AUFTRAG A
Kannst du die Zeilen der Auflistung ab ihrer ersten Zeile bis einschließlich der Zeile mit „[679,970,952,1047]“ unverändert wiedergeben? Lass die Bilder dabei weg.
****************
Restaurants zahlen weiterhin mehr Steuern als Take-away-Betriebe. Dies entschied am Sonntag die Mehrheit des Stimmvolks und der Stände – und zwar deutlich. Rund 685'000 Stimmberechtigte nahmen die Initiative an, 1'710'000 legten ein Nein in die Urne. Kein einziger Kanton sagte Ja. Die Stimmbeteiligung lag bei 47 Prozent.
Am deutlichsten wurde das Volksbegehren in Zürich verworfen, wo fast 76 Prozent der Stimmberechtigten Nein sagten. In Zug waren 75,8 Prozent dagegen, in zehn weiteren Kantonen lag der Anteil Nein-Stimmen über 70 Prozent. Am besten kam das Anliegen der Wirte noch in den Kantonen Uri, Jura und Tessin an, aber auch dort waren jeweils knapp 65 Prozent dagegen.
Neue alte Idee
So klar das Resultat ist, so unklar sind dessen Folgen. Das Problem des komplizierten Steuersystems bleibt bestehen. FDP, BDP, GLP-Vertreter und wirtschaftsnahe Verbände haben kurz nach dem Nein den Einheitssatz wieder aufs Tapet gebracht – nur knapp drei Jahre nachdem der Nationalrat diese Idee versenkt hatte (mehr dazu hier).
«Ein Einheitssatz über alle Branchen hinweg wäre die gerechte Lösung», sagte etwa der Zürcher FDP-Nationalrat Ruedi Noser zur sda. Auch die die Regierung ist laut Bundesrätin Eveline Widmer-Schlumpf nach wie vor überzeugt, dass ein Einheitssatz mit ganz wenigen Ausnahmen die beste Lösung wäre.
****************
AUFTRAG B
Wie geht der Artikel über die Abstimmung zur Besteuerung von Restaurants weiter? Führe ihn im Anschluss an seinen letzten Satz fort.

Einträge des Datensatzes
****************
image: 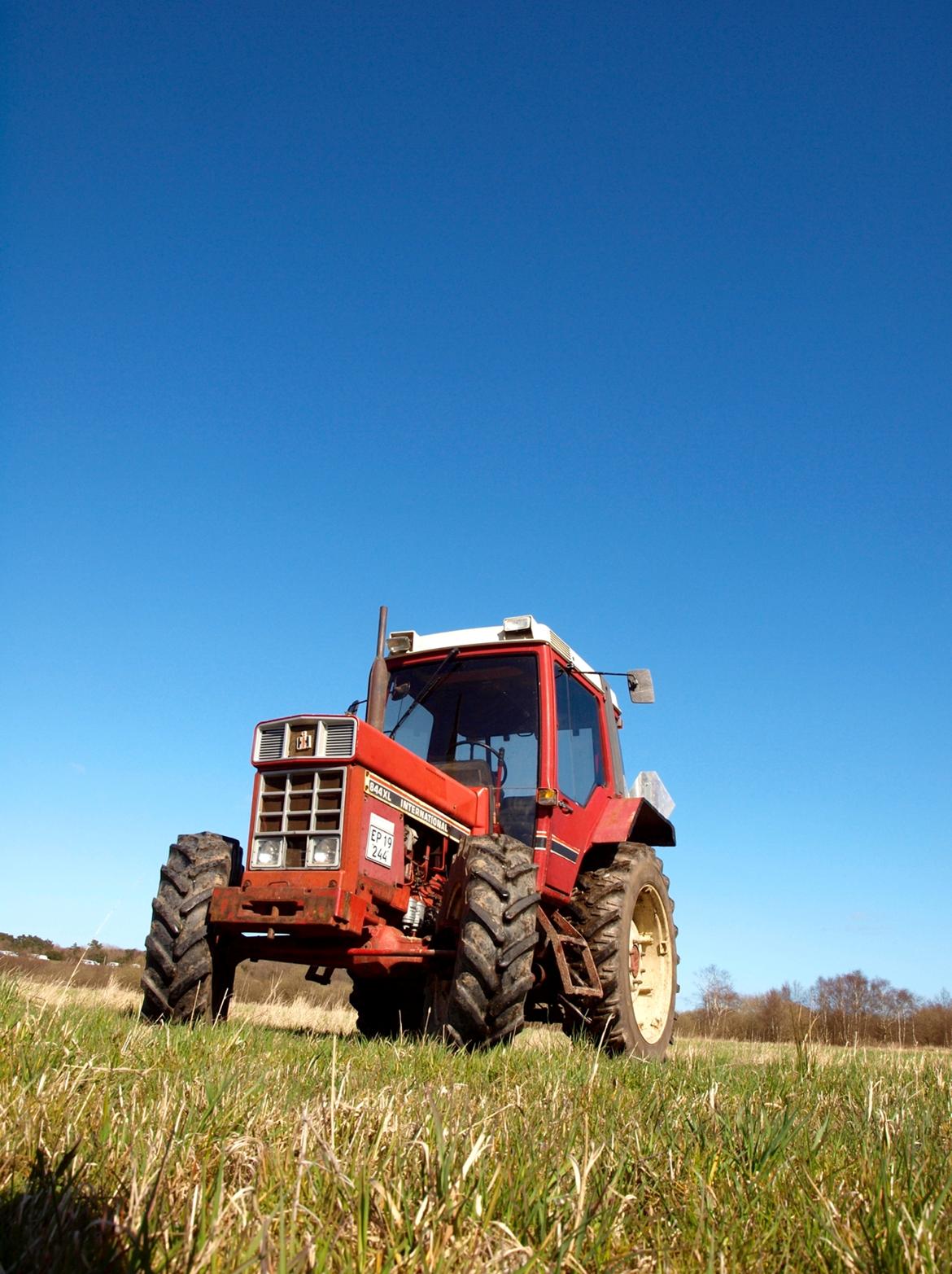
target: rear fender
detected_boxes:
[592,796,675,846]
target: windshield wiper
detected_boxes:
[387,646,460,739]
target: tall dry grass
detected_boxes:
[0,981,952,1274]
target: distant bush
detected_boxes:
[679,970,952,1047]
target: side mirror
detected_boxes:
[627,668,654,703]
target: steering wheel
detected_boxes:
[453,739,509,790]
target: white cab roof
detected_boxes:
[387,615,618,707]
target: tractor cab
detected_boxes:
[382,615,639,875]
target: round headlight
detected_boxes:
[307,836,341,868]
[252,836,284,868]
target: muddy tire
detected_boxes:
[142,832,242,1022]
[565,841,677,1062]
[350,977,424,1040]
[425,836,541,1049]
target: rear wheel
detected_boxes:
[350,977,422,1040]
[426,836,539,1047]
[566,841,677,1060]
[142,832,242,1022]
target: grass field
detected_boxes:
[0,977,952,1274]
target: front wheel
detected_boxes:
[142,832,242,1022]
[425,836,539,1049]
[570,841,677,1062]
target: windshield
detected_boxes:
[383,652,539,812]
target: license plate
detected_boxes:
[364,814,395,868]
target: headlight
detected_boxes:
[307,836,341,868]
[251,836,284,868]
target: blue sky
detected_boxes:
[0,0,952,1000]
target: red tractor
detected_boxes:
[142,609,677,1057]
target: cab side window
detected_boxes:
****************
ENDGÜLTIGE ANTWORT A
image: 
target: rear fender
detected_boxes:
[592,796,675,846]
target: windshield wiper
detected_boxes:
[387,646,460,739]
target: tall dry grass
detected_boxes:
[0,981,952,1274]
target: distant bush
detected_boxes:
[679,970,952,1047]

ENDGÜLTIGE ANTWORT B
Von den grossen Parteien lehnt heute nur die SVP einen Einheitssatz kategorisch ab. Die CVP ist skeptisch.
Bereits der frühere Finanzminister Hans-Rudolf Merz wollte das komplizierte Mehrwertsteuersystem durch einen Einheitssatz von 6,5 Prozent ablösen, der ab 2018 nach Auslaufen der befristeten Erhöhung zugunsten der IV auf 6,2 Prozent gesunken wäre. Vergeblich.
«Reines Partikularinteresse der Wirte»
Dass nun die Gastrosuisse-Initiative vom Volk abgelehnt wurde, überrascht vor diesem Hintergrund nicht, jedoch die Deutlichkeit des Verdikts. Bei der letzten SRG-Trendumfrage lagen die Gegner zwar mit 46 Prozent im Vorsprung, doch 41 Prozent der Befragten wollten in der ersten Septemberhälfte noch ein Ja in die Urne legen.
Die Befürworter konnten damit weder die Unentschlossenen überzeugen noch einen Meinungsumschwung bei manchen Stimmberechtigten verhindern. Die Initiative sei ein «reines Partikularinteresse der Wirte» gewesen, erklärte FDP-Mann Noser.
Im Parlament hatte sich die SVP sowie eine Mehrheit von CVP und BDP auf die Seite der Wirte geschlagen. Im Abstimmungskampf beschloss dann aber lediglich die SVP die Ja-Parole, die CVP entschied sich für Stimmfreigabe. Die übrigen Parteien empfahlen ein Nein, wobei es sowohl bei der FDP als auch bei der CVP zahlreiche abweichende Kantonalparteien gab.
Initiative zu wenig präzis
Die Initiative verlangte, dass gastgewerbliche Leistungen mit Ausnahme von alkoholischen Getränken und Tabakprodukten dem gleichen Steuersatz unterliegen wie die Lieferung von Nahrungsmitteln. Nach der Lesart des Bundesrats hätte dies Nahrungsmittel generell betroffen.
Gastrosuisse hatte aber nur Take-aways im Visier: Für deren Angebot gilt heute der aus sozialpolitischen Gründen reduzierte MwSt-Satz von 2,5 Prozent. Grund für diese Einreihung ist, dass sich Take-away-Produkte nicht vernünftig von Nahrungsmitteln aus Läden abgrenzen lassen. In Restaurants hingegen werden die normalen 8 Prozent fällig.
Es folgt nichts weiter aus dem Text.